**RECORDS SUPPLIED**
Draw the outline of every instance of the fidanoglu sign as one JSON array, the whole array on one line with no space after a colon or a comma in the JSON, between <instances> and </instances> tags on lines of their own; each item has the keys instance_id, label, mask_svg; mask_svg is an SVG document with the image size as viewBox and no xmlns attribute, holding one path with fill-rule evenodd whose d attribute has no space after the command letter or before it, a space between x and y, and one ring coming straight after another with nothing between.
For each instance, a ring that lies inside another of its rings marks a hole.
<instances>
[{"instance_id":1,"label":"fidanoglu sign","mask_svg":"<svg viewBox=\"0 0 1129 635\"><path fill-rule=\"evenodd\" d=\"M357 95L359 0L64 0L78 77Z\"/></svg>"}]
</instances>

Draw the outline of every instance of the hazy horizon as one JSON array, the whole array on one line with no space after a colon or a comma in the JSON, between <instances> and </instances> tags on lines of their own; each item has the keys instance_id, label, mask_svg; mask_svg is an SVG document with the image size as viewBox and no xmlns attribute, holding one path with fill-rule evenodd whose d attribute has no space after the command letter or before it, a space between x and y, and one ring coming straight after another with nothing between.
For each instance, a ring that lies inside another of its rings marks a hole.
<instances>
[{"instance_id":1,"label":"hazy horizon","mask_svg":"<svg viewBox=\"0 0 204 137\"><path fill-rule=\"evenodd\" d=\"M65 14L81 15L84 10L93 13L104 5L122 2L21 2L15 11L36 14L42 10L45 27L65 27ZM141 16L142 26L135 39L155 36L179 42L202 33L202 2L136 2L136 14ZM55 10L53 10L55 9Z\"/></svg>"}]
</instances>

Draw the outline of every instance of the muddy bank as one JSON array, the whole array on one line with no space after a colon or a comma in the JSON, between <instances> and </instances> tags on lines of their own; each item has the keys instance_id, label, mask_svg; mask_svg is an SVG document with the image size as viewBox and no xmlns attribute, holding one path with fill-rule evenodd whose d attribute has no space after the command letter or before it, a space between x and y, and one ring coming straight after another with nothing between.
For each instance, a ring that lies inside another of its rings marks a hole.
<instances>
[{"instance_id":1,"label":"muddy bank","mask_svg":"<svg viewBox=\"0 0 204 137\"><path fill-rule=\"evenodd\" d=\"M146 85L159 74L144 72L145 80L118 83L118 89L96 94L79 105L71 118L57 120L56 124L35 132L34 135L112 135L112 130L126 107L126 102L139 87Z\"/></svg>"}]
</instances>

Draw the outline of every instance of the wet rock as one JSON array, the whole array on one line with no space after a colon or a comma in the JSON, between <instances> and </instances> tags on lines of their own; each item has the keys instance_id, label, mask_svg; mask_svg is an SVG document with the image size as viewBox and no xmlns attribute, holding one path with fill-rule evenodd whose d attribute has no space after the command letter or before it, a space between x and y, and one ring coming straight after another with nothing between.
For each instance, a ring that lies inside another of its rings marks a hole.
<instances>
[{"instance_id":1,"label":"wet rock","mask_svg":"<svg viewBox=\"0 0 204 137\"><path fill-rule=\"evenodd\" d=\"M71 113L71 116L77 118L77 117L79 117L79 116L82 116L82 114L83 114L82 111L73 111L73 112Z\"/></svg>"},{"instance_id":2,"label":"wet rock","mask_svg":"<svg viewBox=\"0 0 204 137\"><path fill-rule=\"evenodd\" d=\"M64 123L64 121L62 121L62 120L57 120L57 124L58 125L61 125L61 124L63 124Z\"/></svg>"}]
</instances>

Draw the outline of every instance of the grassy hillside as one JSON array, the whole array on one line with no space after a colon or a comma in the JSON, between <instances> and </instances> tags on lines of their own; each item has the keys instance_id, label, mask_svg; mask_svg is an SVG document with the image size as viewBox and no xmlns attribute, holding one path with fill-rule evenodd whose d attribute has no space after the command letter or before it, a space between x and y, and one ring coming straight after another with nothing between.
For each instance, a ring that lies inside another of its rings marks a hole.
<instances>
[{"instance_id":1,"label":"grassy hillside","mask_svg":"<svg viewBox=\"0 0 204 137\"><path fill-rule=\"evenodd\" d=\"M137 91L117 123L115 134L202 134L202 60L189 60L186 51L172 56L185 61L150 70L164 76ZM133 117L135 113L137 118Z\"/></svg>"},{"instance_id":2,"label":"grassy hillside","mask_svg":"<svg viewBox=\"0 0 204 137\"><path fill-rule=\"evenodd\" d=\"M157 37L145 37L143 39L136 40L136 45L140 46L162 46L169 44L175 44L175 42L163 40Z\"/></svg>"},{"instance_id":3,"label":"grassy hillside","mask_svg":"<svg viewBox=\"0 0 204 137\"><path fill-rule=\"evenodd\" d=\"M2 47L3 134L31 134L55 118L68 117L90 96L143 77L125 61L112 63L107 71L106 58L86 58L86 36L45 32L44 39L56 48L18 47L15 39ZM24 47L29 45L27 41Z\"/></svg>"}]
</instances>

**TO DO**
List every line above that contains the string "bank", matching case exactly.

**WORKED SOLUTION**
Draw the outline of every instance of the muddy bank as one JSON array, the whole array on one line with no space after a colon or a comma in the JSON, between <instances> and </instances> tags on lines of their own; each item has the keys instance_id, label, mask_svg; mask_svg is an SVG document with the image size as viewBox and no xmlns attribute, holding one path with fill-rule evenodd whose d attribute has no space after the command letter or before it, a space between x and y, and one ring coming straight after another with nothing between.
[{"instance_id":1,"label":"muddy bank","mask_svg":"<svg viewBox=\"0 0 204 137\"><path fill-rule=\"evenodd\" d=\"M146 85L159 74L144 72L145 80L118 83L118 89L96 94L79 105L71 118L57 120L56 124L35 132L34 135L112 135L112 130L126 107L126 102L139 87Z\"/></svg>"}]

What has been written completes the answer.